EXTRACTED INFORMATION:
____
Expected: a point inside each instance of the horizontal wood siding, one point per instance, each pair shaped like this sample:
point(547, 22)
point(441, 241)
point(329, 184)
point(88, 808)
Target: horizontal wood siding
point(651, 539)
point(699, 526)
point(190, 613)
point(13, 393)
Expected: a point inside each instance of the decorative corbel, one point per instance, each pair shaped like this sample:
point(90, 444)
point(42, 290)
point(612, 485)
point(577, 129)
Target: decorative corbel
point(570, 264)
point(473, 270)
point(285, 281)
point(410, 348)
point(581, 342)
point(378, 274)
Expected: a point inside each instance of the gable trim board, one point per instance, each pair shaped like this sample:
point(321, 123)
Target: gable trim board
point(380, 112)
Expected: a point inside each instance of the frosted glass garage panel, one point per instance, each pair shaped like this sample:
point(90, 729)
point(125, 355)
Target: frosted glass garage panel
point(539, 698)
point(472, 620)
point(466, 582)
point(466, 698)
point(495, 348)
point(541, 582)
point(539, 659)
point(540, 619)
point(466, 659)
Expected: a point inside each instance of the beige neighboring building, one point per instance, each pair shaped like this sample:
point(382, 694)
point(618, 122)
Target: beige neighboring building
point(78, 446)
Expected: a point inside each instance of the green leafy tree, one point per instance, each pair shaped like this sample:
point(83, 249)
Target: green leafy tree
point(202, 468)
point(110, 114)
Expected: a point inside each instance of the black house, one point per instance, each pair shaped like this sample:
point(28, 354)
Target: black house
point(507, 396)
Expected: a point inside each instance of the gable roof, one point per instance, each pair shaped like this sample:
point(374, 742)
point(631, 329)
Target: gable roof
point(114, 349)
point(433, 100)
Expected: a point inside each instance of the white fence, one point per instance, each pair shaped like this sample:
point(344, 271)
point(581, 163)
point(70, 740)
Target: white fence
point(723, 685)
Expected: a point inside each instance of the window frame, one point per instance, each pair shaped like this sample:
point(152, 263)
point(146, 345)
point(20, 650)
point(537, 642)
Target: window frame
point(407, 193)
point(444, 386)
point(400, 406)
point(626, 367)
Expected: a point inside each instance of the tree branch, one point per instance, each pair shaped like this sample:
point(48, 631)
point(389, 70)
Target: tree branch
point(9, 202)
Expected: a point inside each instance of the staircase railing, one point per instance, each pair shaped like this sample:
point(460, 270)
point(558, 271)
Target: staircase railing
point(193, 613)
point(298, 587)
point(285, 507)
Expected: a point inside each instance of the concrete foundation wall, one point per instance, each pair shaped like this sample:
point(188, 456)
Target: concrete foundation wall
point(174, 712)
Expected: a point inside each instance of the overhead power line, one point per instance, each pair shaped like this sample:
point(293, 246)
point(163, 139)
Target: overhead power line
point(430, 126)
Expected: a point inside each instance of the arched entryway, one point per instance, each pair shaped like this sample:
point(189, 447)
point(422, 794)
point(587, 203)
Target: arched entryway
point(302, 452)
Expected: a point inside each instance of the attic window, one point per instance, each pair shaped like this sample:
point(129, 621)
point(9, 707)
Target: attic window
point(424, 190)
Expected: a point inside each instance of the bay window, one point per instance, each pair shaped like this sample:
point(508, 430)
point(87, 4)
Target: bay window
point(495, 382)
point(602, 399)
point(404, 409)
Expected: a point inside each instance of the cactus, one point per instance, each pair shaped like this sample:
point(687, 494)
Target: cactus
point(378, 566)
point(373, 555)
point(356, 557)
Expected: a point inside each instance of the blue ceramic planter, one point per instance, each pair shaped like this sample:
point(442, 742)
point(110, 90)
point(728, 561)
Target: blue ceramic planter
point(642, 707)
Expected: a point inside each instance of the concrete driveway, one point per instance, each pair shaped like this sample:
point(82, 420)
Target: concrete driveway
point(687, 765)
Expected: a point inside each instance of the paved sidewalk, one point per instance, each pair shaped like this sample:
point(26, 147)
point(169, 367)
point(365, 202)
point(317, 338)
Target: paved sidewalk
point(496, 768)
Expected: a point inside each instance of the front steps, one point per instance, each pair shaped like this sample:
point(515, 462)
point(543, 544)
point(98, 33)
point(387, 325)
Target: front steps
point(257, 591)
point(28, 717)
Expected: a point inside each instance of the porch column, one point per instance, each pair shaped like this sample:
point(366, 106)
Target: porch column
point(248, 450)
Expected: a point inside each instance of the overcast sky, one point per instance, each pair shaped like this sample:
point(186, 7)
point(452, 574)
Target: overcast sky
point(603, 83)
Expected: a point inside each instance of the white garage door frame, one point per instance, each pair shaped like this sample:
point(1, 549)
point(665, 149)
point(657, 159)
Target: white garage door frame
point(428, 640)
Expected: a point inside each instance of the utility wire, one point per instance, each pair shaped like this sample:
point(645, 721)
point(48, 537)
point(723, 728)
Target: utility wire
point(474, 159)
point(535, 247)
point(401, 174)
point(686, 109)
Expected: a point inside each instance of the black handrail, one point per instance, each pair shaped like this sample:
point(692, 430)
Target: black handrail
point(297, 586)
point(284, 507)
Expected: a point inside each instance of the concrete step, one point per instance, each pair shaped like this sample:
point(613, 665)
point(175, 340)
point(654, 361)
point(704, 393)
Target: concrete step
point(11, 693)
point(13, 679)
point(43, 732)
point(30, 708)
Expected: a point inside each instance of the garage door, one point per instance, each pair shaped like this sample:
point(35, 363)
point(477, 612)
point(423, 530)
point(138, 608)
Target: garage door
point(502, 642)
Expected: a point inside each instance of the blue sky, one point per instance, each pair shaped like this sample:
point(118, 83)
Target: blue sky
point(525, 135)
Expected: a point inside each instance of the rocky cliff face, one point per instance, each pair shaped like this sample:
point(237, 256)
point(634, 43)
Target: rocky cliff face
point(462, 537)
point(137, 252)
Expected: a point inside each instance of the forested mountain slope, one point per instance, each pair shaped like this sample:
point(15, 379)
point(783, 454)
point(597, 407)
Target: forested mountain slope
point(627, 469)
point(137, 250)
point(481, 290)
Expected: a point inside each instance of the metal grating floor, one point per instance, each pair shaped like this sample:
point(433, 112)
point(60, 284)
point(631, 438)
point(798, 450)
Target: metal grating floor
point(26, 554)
____
Please render every line of the records above as a numbered list, leaving out any blank lines.

SOLUTION TO THIS EXERCISE:
1. Expected: a point inside each instance of the horizontal wood siding, one point per instance, each pair shaped like this sample:
2. point(547, 22)
3. point(441, 241)
4. point(329, 184)
5. point(88, 808)
6. Target: horizontal wood siding
7. point(651, 539)
8. point(699, 526)
9. point(190, 613)
10. point(13, 393)
11. Expected: a point inside each instance of the decorative corbel, one point per instance, each pair shaped like this sample:
12. point(90, 444)
13. point(42, 290)
14. point(612, 485)
15. point(577, 129)
16. Target: decorative corbel
17. point(570, 264)
18. point(473, 270)
19. point(285, 281)
20. point(410, 348)
21. point(581, 342)
22. point(378, 274)
23. Expected: a point inside each instance of the gable trim board, one point per instance, each pair shaped like this sample:
24. point(321, 123)
25. Target: gable trim board
26. point(380, 112)
27. Expected: a point inside each instance of the frosted glass garage panel, one point per instance, each pair shaped like this sample:
28. point(90, 729)
29. point(125, 355)
30. Target: frosted glass garage panel
31. point(539, 698)
32. point(472, 620)
33. point(466, 582)
34. point(466, 698)
35. point(495, 348)
36. point(541, 582)
37. point(539, 659)
38. point(540, 619)
39. point(466, 659)
40. Expected: a point inside each instance of the beige neighboring building, one point per instance, each pair shaped like this sample:
41. point(382, 694)
42. point(618, 122)
43. Target: beige neighboring building
44. point(78, 446)
45. Expected: a point inside each instance of the green leafy tree, one point per instance, each pair shaped like this sample:
46. point(83, 249)
47. Target: green leafy tree
48. point(202, 468)
49. point(110, 114)
50. Expected: a point inside each instance of the black house, one point per instance, each pair shaped like this sample:
51. point(28, 354)
52. Target: black house
53. point(507, 396)
54. Expected: a point inside each instance of the gable roof, one point per instance, each pair shaped like this sample:
55. point(374, 742)
56. point(631, 329)
57. Target: gable roof
58. point(114, 349)
59. point(433, 100)
60. Expected: a point inside each instance of the white fence, one point per instance, each pair shaped like this sample:
61. point(344, 271)
62. point(581, 163)
63. point(70, 740)
64. Target: white fence
65. point(723, 685)
66. Expected: a point inside each instance of the window frame, one point per instance, each pair shaped like this sample:
67. point(152, 263)
68. point(146, 345)
69. point(20, 650)
70. point(537, 642)
71. Target: window frame
72. point(407, 193)
73. point(444, 386)
74. point(400, 406)
75. point(626, 367)
76. Expected: a point inside each instance of the tree branch, one point per instance, each pair shaped like this sample:
77. point(48, 631)
78. point(389, 70)
79. Target: tree branch
80. point(9, 202)
81. Expected: a point inside each instance of the staircase railing, one point per instance, each pair shaped like this sample:
82. point(460, 270)
83. point(558, 271)
84. Target: staircase railing
85. point(193, 613)
86. point(298, 587)
87. point(285, 507)
88. Expected: a point inside each instance of the concrete foundation wall, one point per instance, each pair shaped like this sample:
89. point(188, 456)
90. Target: concrete foundation wall
91. point(174, 712)
92. Expected: a point inside each instance of the overhead power line, one point per instance, each pair shaped like this sample:
93. point(293, 246)
94. point(163, 139)
95. Target: overhead power line
96. point(430, 126)
97. Expected: a point inside each instance of the arched entryway, one point per instance, each pair shaped like this sample:
98. point(189, 447)
99. point(422, 794)
100. point(587, 203)
101. Target: arched entryway
102. point(302, 452)
103. Expected: a point inside each instance of the attic window, one point per instance, each pair shaped like this sample:
104. point(129, 621)
105. point(9, 707)
106. Target: attic window
107. point(424, 190)
108. Expected: a point inside each instance of the bay window, one point per instance, each pair shaped like this sample:
109. point(508, 430)
110. point(87, 4)
111. Target: bay window
112. point(495, 382)
113. point(602, 399)
114. point(404, 409)
115. Expected: a point inside each instance of the cactus, one point per instance, each pair shaped like this sample:
116. point(687, 494)
117. Target: cactus
118. point(378, 566)
119. point(373, 555)
120. point(356, 557)
121. Expected: a point inside each instance of the blue ceramic planter, one point per instance, each pair shaped like this sample:
122. point(442, 742)
123. point(110, 90)
124. point(728, 561)
125. Target: blue ceramic planter
126. point(642, 707)
127. Expected: a point inside each instance of the concrete driveway, one point per instance, each pair shaped like this sample:
128. point(82, 420)
129. Target: concrete driveway
130. point(687, 765)
131. Expected: a point inside each instance of the paved sidewalk, one point per instance, each pair shaped like this sample:
132. point(26, 147)
133. point(169, 367)
134. point(365, 202)
135. point(317, 338)
136. Target: paved sidewalk
137. point(496, 768)
138. Expected: a point inside each instance of the front steps, one point per instance, each pair shaped like this sample:
139. point(515, 462)
140. point(543, 544)
141. point(98, 33)
142. point(387, 325)
143. Target: front steps
144. point(257, 591)
145. point(28, 717)
146. Expected: a point inside each instance of the porch column, one point per instance, each pair shaped like this sample:
147. point(366, 106)
148. Target: porch column
149. point(248, 450)
150. Expected: a point inside each instance of the overcast sky, one point per instance, each pair shaped like this sample:
151. point(186, 7)
152. point(452, 574)
153. Target: overcast sky
154. point(603, 83)
155. Expected: a point inside each instance of the white garage door frame, one point per instance, each pair shaped like this sample:
156. point(1, 549)
157. point(665, 149)
158. point(657, 159)
159. Target: white garage door frame
160. point(428, 640)
161. Expected: a point inside each instance of the utility wire, one point per instance, each pair shaped like this sample:
162. point(645, 721)
163. point(48, 537)
164. point(723, 728)
165. Target: utility wire
166. point(474, 159)
167. point(535, 247)
168. point(401, 174)
169. point(686, 109)
170. Expected: a point inside each instance of the black handrail, one point per instance, each pair shaped like this sample:
171. point(692, 430)
172. Target: black handrail
173. point(297, 586)
174. point(284, 507)
175. Expected: a point inside each instance of the concrete step, one point per instance, each pair shaped like this sample:
176. point(613, 665)
177. point(175, 340)
178. point(654, 361)
179. point(704, 393)
180. Target: concrete step
181. point(11, 693)
182. point(13, 679)
183. point(43, 732)
184. point(30, 708)
185. Expected: a point inside each instance of the garage door, one point per instance, each pair shaped like this sample:
186. point(35, 363)
187. point(477, 612)
188. point(423, 530)
189. point(138, 608)
190. Target: garage door
191. point(502, 642)
192. Expected: a point inside each instance of the blue sky, one point per instance, each pair shaped like this sample:
193. point(118, 83)
194. Target: blue sky
195. point(525, 135)
196. Expected: a point inside each instance of the rocky cliff face, one point per instance, each pair shaped like this sample:
197. point(237, 256)
198. point(634, 43)
199. Target: rocky cliff face
200. point(462, 537)
201. point(137, 252)
202. Expected: a point inside each instance of the forested mountain slope, one point per instance, each pair shaped like this sample:
203. point(15, 379)
204. point(783, 454)
205. point(597, 407)
206. Target: forested mountain slope
207. point(627, 469)
208. point(137, 250)
209. point(481, 290)
210. Expected: a point inside each instance of the metal grating floor, one point per instance, each pair shaped like this sample:
211. point(433, 112)
212. point(60, 284)
213. point(631, 438)
214. point(798, 450)
215. Target: metal grating floor
216. point(26, 554)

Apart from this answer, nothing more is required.